Document excerpt »

(begin)

Risks of incurring substantial compliance costs and liabilities and penalties for non-compliance, particularly with respect to environmental laws and regulations, are inherent in the Company’s business. Should such costs, liabilities or penalties be incurred, it could have a substantial negative impact on the Company’s profitability and financial condition.
Marine-related risks could lead to the disruption of our services and added liabilities
The operation of our vessels will be subject to various risks, including catastrophic marine disasters, adverse weather and sea conditions, capsizing, grounding, mechanical failure, collision, terrorism, oil, chemical and other hazardous substance spills and navigation errors. These risks could endanger the safety of our personnel, our vessels, the cargo we carry, the equipment under tow and other property, as well as the environment. If any of these events was to occur, the Company could be held liable for resulting damages. In addition, the affected vessels could be removed from service on a temporary or permanent basis. The adverse weather, sea conditions and other marine-related risks discussed above can also result in delays in scheduled voyages and thus affect the timing of the recognition of revenue and can increase costs incurred.

(end)

Aim a »
Output every line of the records below word for word.

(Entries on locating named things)
(begin)

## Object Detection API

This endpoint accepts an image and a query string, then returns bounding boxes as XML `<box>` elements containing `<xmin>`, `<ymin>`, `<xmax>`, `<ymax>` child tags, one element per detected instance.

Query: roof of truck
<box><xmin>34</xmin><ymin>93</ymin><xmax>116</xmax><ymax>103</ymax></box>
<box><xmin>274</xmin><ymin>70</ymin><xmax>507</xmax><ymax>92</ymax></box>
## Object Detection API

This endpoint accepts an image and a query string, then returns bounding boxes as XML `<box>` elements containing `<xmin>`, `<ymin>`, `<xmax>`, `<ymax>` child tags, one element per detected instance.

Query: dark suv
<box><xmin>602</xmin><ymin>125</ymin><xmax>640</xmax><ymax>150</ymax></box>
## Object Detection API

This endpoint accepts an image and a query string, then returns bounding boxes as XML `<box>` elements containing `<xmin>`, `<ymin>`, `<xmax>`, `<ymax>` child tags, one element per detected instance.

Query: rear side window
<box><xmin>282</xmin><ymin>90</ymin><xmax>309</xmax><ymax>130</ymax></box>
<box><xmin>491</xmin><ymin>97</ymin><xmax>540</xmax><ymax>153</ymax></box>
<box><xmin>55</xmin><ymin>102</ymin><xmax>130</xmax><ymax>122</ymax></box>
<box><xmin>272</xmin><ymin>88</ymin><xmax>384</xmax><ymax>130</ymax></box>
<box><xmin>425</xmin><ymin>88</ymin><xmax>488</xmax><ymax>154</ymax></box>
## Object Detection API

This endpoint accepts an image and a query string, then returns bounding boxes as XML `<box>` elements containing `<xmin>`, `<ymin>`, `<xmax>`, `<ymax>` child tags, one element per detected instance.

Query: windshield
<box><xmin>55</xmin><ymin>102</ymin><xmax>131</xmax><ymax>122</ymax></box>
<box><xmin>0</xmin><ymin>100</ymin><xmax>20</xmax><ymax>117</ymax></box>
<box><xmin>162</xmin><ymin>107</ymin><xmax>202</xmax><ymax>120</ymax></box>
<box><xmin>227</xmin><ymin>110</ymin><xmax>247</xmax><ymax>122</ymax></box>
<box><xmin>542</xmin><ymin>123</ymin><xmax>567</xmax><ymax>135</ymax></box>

(end)

Aim b »
Return the entire passage on compliance and marine risks above without changing a word.

Right answer a »
## Object Detection API

This endpoint accepts an image and a query string, then returns bounding boxes as XML `<box>` elements containing `<xmin>`, `<ymin>`, `<xmax>`, `<ymax>` child tags, one element per detected instance.

Query: roof of truck
<box><xmin>34</xmin><ymin>93</ymin><xmax>116</xmax><ymax>103</ymax></box>
<box><xmin>274</xmin><ymin>70</ymin><xmax>507</xmax><ymax>92</ymax></box>
## Object Detection API

This endpoint accepts an image and a query string, then returns bounding boxes as XML `<box>` elements containing `<xmin>`, `<ymin>`, `<xmax>`, `<ymax>` child tags, one element per detected instance.

Query: dark suv
<box><xmin>602</xmin><ymin>125</ymin><xmax>640</xmax><ymax>150</ymax></box>
## Object Detection API

This endpoint accepts an image and a query string, then returns bounding boxes as XML `<box>` elements containing `<xmin>`, `<ymin>`, `<xmax>`, `<ymax>` child tags, one element per detected instance.

Query: rear side window
<box><xmin>282</xmin><ymin>90</ymin><xmax>309</xmax><ymax>130</ymax></box>
<box><xmin>491</xmin><ymin>97</ymin><xmax>540</xmax><ymax>153</ymax></box>
<box><xmin>55</xmin><ymin>102</ymin><xmax>130</xmax><ymax>122</ymax></box>
<box><xmin>272</xmin><ymin>88</ymin><xmax>384</xmax><ymax>130</ymax></box>
<box><xmin>425</xmin><ymin>88</ymin><xmax>488</xmax><ymax>154</ymax></box>
## Object Detection API

This endpoint accepts an image and a query string, then returns bounding boxes as XML `<box>` elements containing `<xmin>`, `<ymin>`, `<xmax>`, `<ymax>` child tags, one element per detected instance.

Query: windshield
<box><xmin>55</xmin><ymin>102</ymin><xmax>131</xmax><ymax>122</ymax></box>
<box><xmin>0</xmin><ymin>100</ymin><xmax>20</xmax><ymax>117</ymax></box>
<box><xmin>162</xmin><ymin>107</ymin><xmax>202</xmax><ymax>120</ymax></box>
<box><xmin>227</xmin><ymin>110</ymin><xmax>247</xmax><ymax>122</ymax></box>
<box><xmin>542</xmin><ymin>123</ymin><xmax>567</xmax><ymax>135</ymax></box>

Right answer b »
Risks of incurring substantial compliance costs and liabilities and penalties for non-compliance, particularly with respect to environmental laws and regulations, are inherent in the Company’s business. Should such costs, liabilities or penalties be incurred, it could have a substantial negative impact on the Company’s profitability and financial condition.
Marine-related risks could lead to the disruption of our services and added liabilities
The operation of our vessels will be subject to various risks, including catastrophic marine disasters, adverse weather and sea conditions, capsizing, grounding, mechanical failure, collision, terrorism, oil, chemical and other hazardous substance spills and navigation errors. These risks could endanger the safety of our personnel, our vessels, the cargo we carry, the equipment under tow and other property, as well as the environment. If any of these events was to occur, the Company could be held liable for resulting damages. In addition, the affected vessels could be removed from service on a temporary or permanent basis. The adverse weather, sea conditions and other marine-related risks discussed above can also result in delays in scheduled voyages and thus affect the timing of the recognition of revenue and can increase costs incurred.